• **Исходный отрывок**:
Забывая о присутствующих, будто в комнате оставался только он один и его звеневшие стихи, Есенин громко, и жарко, и горько кому-то говорил о своих тягостных переживаниях, грозил, убеждал, спорил… Расходясь и расходясь, он жестикулировал, сдвигал на лоб шапку, на лице выступал тончайший пот, губы быстро-быстро шевелились…
Сергей Есенин, Анатолий Мариенгоф, Александр Кусиков, Вадим Шершеневич. Москва. 1919 г.
Глава 12. Берлинские встречи
Второй раз Н. В. Крандиевская-Толстая встретилась с С. Есениным уже в Берлине, когда повзрослевший поэт появляется перед ней в компании своей супруги.
На Есенине был смокинг, на затылке – цилиндр, в петлице – хризантема. И то, и другое, и третье, как будто бы безупречное, выглядело на нем по-маскарадному. Большая и великолепная Айседора Дункан, с театральным гримом на лице, шла рядом, волоча по асфальту парчовый подол.
Ветер вздымал лиловато-красные волосы на ее голове. Люди шарахались в сторону.

• **Строки данных**:
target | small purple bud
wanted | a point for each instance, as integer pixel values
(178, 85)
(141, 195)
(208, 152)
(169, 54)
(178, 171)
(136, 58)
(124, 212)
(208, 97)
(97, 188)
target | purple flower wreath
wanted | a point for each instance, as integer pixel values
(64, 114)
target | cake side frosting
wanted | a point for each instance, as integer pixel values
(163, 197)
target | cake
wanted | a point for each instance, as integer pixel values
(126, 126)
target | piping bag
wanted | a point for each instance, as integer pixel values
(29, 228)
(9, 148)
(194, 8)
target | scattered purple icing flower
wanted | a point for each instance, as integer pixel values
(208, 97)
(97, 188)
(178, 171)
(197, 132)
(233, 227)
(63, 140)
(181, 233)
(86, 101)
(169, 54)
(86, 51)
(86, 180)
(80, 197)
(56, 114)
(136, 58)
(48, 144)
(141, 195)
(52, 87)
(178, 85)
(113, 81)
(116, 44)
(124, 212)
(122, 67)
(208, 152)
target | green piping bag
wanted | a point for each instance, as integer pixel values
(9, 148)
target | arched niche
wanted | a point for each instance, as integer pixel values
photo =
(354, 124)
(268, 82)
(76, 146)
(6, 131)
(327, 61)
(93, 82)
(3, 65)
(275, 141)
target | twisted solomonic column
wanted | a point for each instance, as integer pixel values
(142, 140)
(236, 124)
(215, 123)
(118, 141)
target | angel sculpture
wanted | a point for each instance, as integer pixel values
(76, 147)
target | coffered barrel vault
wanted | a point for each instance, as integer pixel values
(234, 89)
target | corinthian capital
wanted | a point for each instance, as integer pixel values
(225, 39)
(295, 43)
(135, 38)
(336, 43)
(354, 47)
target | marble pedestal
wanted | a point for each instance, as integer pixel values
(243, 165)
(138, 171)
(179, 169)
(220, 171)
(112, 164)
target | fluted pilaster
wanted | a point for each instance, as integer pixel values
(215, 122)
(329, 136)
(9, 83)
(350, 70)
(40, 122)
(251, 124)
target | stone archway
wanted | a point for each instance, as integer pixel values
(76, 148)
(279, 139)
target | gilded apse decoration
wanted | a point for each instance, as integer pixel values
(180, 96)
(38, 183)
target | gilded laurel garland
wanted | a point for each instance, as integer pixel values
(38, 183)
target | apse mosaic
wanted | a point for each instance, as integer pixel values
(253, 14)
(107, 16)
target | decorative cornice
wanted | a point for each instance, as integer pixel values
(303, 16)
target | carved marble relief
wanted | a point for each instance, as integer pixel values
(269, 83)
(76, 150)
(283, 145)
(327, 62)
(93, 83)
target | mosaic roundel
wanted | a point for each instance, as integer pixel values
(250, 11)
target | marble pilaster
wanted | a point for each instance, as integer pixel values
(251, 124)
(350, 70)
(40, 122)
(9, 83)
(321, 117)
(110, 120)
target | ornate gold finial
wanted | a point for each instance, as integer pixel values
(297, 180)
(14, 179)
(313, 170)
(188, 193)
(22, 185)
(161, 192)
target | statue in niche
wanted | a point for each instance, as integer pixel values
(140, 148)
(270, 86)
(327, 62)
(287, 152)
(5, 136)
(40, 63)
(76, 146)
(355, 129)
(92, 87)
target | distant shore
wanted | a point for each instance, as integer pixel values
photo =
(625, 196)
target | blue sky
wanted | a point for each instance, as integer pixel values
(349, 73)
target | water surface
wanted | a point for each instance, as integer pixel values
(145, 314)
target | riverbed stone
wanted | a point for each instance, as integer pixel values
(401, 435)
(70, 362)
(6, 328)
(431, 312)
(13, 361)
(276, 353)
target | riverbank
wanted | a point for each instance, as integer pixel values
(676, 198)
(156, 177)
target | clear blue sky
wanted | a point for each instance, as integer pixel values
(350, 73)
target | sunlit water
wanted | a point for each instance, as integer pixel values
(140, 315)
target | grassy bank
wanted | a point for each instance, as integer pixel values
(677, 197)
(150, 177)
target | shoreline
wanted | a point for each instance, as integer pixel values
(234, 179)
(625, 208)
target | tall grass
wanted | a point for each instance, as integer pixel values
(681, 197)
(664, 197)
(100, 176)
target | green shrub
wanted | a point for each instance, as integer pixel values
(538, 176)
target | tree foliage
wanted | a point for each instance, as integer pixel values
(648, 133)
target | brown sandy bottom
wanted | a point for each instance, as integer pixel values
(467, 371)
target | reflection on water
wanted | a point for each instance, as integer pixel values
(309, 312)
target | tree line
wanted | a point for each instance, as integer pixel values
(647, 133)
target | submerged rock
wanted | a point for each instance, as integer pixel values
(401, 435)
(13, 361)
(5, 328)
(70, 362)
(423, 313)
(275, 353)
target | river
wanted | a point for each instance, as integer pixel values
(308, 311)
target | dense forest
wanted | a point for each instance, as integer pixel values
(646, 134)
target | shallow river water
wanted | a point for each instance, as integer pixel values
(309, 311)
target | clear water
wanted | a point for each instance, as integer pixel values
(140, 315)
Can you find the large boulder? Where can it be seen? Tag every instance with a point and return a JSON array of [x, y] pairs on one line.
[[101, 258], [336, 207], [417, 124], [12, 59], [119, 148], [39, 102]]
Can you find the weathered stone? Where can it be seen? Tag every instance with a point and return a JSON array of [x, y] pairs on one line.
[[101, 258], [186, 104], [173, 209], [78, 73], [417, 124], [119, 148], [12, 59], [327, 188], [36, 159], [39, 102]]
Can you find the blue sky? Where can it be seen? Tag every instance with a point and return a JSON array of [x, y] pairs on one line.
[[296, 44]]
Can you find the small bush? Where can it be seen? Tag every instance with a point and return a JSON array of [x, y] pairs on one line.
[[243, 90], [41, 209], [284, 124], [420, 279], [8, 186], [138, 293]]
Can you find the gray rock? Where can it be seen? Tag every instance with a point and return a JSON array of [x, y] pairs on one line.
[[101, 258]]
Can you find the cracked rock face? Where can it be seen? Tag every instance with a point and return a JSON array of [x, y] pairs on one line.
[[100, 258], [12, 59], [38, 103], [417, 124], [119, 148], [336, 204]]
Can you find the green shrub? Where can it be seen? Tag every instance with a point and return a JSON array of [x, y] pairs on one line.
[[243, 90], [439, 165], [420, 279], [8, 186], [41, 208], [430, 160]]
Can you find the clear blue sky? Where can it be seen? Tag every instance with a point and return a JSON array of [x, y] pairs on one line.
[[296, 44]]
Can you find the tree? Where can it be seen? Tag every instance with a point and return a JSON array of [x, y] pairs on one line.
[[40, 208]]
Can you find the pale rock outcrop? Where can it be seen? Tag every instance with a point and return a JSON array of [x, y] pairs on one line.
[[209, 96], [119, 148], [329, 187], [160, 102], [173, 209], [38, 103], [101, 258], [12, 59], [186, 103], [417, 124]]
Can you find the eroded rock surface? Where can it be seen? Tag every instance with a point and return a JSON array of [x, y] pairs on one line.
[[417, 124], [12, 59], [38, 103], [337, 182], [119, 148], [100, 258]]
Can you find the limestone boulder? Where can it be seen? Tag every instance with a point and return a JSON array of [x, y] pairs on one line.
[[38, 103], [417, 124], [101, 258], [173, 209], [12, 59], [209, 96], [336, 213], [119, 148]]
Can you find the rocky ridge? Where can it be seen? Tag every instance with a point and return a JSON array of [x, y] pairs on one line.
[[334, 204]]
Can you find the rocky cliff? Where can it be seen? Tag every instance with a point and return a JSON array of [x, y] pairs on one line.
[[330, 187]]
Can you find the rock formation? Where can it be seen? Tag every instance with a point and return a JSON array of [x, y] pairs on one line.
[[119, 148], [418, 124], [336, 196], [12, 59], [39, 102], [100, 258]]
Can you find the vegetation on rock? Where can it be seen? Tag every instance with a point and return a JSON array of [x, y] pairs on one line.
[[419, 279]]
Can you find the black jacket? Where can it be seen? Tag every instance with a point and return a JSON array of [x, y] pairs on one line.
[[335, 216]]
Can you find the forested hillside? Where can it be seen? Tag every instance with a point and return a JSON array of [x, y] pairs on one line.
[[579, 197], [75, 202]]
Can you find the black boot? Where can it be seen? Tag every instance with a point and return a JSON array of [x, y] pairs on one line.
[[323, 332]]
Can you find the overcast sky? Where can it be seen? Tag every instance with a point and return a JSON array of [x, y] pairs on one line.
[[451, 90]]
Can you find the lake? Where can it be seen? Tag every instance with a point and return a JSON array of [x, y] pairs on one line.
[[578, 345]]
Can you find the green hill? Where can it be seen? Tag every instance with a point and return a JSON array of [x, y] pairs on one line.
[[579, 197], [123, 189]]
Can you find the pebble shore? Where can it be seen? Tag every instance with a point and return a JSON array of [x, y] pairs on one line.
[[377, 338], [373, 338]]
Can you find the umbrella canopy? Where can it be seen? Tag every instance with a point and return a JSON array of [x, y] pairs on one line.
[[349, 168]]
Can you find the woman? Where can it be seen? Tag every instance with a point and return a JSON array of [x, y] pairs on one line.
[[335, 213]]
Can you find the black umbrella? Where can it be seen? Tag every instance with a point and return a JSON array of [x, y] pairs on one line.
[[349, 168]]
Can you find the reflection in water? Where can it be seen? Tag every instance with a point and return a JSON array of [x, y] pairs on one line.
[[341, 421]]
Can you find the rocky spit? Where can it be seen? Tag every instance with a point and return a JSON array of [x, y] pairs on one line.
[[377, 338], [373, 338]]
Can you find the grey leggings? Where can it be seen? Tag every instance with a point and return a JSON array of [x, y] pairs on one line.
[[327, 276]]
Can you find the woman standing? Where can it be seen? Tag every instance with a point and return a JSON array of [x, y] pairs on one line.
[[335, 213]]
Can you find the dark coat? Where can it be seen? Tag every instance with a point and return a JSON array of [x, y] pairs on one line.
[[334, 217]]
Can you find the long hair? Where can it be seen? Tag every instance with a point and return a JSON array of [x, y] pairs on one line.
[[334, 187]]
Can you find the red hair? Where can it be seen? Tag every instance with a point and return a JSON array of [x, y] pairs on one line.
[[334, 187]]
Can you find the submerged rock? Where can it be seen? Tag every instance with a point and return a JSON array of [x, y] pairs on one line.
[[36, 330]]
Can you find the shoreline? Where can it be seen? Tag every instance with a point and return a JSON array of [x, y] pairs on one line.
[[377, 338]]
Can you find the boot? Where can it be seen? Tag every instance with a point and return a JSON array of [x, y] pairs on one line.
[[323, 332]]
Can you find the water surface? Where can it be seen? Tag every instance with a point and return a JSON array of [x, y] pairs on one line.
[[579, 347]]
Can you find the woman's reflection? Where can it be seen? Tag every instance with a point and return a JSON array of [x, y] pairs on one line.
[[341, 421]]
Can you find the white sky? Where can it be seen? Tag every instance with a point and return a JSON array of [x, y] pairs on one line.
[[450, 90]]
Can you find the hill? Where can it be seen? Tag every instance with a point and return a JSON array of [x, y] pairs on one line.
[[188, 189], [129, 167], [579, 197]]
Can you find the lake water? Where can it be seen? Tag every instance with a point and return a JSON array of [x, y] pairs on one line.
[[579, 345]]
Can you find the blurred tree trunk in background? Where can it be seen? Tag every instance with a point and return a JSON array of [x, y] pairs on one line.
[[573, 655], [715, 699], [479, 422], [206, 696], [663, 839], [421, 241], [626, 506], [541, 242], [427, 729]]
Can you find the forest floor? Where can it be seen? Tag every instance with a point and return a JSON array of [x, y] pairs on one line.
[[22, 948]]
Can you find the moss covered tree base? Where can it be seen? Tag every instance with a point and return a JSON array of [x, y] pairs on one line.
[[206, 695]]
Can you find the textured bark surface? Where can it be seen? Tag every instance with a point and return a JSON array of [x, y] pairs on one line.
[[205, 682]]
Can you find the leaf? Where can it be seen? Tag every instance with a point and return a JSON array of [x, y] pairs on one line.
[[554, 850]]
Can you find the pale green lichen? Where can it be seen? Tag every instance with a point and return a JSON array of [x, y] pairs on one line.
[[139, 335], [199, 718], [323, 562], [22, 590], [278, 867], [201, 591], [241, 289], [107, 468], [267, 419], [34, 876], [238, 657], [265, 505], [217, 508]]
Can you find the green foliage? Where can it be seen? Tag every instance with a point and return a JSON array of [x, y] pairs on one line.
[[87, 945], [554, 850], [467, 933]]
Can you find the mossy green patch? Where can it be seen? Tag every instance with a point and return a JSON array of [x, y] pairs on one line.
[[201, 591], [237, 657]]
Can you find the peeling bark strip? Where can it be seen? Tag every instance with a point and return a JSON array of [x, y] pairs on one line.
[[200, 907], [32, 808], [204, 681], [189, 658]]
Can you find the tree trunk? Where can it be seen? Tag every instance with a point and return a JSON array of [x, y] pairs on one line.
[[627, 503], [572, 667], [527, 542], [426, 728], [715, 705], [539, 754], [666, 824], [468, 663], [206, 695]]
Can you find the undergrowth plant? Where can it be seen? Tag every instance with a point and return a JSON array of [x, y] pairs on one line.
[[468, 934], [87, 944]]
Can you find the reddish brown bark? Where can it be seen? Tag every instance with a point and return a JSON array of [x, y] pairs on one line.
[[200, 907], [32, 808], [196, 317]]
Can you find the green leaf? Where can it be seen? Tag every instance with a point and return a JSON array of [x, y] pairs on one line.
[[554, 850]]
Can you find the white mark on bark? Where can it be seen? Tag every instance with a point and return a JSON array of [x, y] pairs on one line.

• **Список заданий**:
a - Назовите всех людей, упомянутых по имени в отрывке о Есенине.
b - Продолжите отрывок о Есенине после фразы «Люди шарахались в сторону».

• **Ответы по заданиям**:
a - Сергей Есенин, Анатолий Мариенгоф, Александр Кусиков, Вадим Шершеневич, Н. В. Крандиевская-Толстая, Айседора Дункан.

b -
Заметьте, Наталья Васильевна называет маскарадным облик Есенина, что же до Дункан, она описывает ее как «большая и великолепная… с театральным гримом на лице». Не удивляйтесь, Крандиевская застает супружескую пару Дункан-Есениных не на простой прогулке. Сверхзнаменитая жена делает все возможное для того, чтобы познакомить общественность со своим мужем. Еще нет переводов ни на немецкий, ни на какой-нибудь другой язык, о Есенине знают лишь в эмигрантских кругах, и ее прямая обязанность – сделать все возможное, чтобы его запомнили, чтобы о нем заговорили, чтобы Есенин не считал себя всего лишь приложением к знаменитой супруге. Мужчины такого неравенства не прощают. Вот поэтому, вместо того чтобы гулять где-нибудь за городом, сидеть в уютном кафе на берегу искусственного пруда или бродить по музеям, она вынуждена, что называется, торговать лицом. Для этого и неудобный, не подходящий для прогулок по городу парчовый шлейф; представляете, в каком виде он будет к концу прогулки, если, как пишет Крандиевская, он волочился за Дункан?
Если бы Айседора была одна, если бы ей не нужно было привлекать внимание, она вполне могла бы удовлетвориться изящным платьем от Поля Пуаре[52] – дорого, да мило.
Но продолжим…
– Есенин! – окликнула я.
Он не сразу узнал меня. Узнав, подбежал, схватил мою руку и крикнул:
– Ух ты… Вот встреча! Сидора, смотри кто…
– Qui est-ce? – спросила Айседора. Она еле скользнула по мне сиреневыми глазами и остановила их на Никите[53]которого я вела за руку.
Долго, пристально, как бы с ужасом смотрела она на моего пятилетнего сына, и постепенно расширенные атропином глаза ее ширились все больше, наливаясь слезами.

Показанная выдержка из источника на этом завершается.